# EXTRACT TO READ
Ideas and Impressions: ‘We are all at home wondering what’s next’

By Jason Moscovitz

Where to begin? I remember Pierre Trudeau once asking in a difficult constitutional time, “Is this the beginning of the end or the end of the beginning?” Maybe the end of the beginning fits where we are with COVID-19. Maybe.

From the moment Prime Minister Justin Trudeau and U.S. President Donald Trump began to take drastic measures, it was clear they both arrived late at realizing the rampaging virus was about to hit us, too – like so many other countries where the numbers around the world total in the hundreds of thousands. The only constant, here and elsewhere, is that each day has been worse than the day before.

While it is pointless now to say leadership fell short, history will remember that Trump insisted COVID-19 was a hoax, then he declared it a national emergency, then a war, before going back to minimizing it again. I can’t wait for the book to be written that will explain what information led Trump to be briefly truthful. I can speculate it was the scientific projection of so many Americans dying.

# EXERCISE SET
- a) In the COVID-19 column, what did Trump call the virus, according to the writer? List each label in the order the column gives it.
- b) Carry on the COVID-19 column from the end of its last sentence.
The stored items that come next are separate material and are not part of the column.

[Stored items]
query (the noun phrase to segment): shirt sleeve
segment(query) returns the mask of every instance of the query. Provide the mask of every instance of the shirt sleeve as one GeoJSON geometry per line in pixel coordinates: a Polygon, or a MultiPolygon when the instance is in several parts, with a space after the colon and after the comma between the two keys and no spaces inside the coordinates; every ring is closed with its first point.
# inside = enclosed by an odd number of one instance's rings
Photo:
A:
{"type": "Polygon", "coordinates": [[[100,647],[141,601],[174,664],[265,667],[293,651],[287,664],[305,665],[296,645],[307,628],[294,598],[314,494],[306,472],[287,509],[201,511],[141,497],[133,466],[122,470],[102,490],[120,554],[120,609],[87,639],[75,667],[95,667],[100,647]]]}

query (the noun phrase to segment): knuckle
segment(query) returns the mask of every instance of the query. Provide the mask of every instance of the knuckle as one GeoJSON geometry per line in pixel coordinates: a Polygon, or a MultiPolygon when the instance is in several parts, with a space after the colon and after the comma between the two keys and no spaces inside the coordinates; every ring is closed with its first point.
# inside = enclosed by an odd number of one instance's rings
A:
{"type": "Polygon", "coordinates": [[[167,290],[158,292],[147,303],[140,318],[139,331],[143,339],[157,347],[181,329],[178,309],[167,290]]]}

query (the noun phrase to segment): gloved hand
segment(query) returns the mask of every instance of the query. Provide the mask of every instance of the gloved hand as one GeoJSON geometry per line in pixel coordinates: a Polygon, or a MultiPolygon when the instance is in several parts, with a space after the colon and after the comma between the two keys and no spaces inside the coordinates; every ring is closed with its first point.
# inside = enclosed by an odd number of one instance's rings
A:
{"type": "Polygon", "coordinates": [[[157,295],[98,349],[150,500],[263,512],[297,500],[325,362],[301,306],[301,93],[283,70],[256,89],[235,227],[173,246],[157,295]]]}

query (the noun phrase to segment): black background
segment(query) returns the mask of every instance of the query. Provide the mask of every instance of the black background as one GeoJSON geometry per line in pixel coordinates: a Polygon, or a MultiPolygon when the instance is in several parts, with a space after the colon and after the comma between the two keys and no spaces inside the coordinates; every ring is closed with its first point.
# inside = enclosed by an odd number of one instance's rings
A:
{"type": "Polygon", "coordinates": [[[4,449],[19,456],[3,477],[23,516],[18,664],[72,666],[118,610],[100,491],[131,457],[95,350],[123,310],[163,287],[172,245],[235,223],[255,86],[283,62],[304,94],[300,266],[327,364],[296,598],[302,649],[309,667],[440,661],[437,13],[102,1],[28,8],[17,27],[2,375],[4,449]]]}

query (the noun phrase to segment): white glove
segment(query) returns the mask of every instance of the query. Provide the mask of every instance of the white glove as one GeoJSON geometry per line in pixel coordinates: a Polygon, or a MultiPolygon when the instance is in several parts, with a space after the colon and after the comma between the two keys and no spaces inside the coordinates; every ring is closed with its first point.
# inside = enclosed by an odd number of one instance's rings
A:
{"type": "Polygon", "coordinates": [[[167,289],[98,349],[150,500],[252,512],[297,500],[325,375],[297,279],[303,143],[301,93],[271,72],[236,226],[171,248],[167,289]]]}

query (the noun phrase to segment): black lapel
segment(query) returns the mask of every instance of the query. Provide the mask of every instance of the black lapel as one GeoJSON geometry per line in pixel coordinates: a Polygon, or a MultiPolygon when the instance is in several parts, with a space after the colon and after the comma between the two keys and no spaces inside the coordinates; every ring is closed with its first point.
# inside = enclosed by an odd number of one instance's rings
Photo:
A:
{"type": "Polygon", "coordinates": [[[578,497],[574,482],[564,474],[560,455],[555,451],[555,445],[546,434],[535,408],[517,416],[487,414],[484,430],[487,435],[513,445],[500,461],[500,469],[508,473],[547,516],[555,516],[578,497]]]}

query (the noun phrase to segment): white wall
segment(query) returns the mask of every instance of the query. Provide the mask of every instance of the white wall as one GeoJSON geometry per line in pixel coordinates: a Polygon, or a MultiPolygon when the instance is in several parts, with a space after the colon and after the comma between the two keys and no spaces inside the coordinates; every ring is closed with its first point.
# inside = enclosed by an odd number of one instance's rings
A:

# SET OF ANSWERS
- a) a hoax, a national emergency, a war

- b)
To grind our society to a halt in an attempt to better control the time period for people to get sick is so huge it aptly demonstrates the enormity of this. And that’s in a Canadian healthcare system whose emergency rooms were already overwhelmed with victims suffering from a normal flu, let alone the plague of COVID-19.

“Social-distancing” is a term I cannot recall ever hearing before – and certainly not in this context. The definition of a pandemic: First China, South Korea and Japan, then Israel, Iran, Italy, Spain, France and Great Britain, then it was us, and virtually the whole world.

The impact of closing down cities for an undetermined amount of time is hard to minimize. Only a war-measures-like-act could close so many businesses and stop so many people from working. No jobs, no money, no spending. The economy dies and our way of life dies with it.

In recessionary times, governments often say the economy needs to be primed. In these times of COVID-19, the economy needed to be primed, goosed and kick-started. The only way that could be done is to provide the unemployed and their families the cash they need to eat, stay alive and have enough left to buy what they need. Their spending keeps the economy moving.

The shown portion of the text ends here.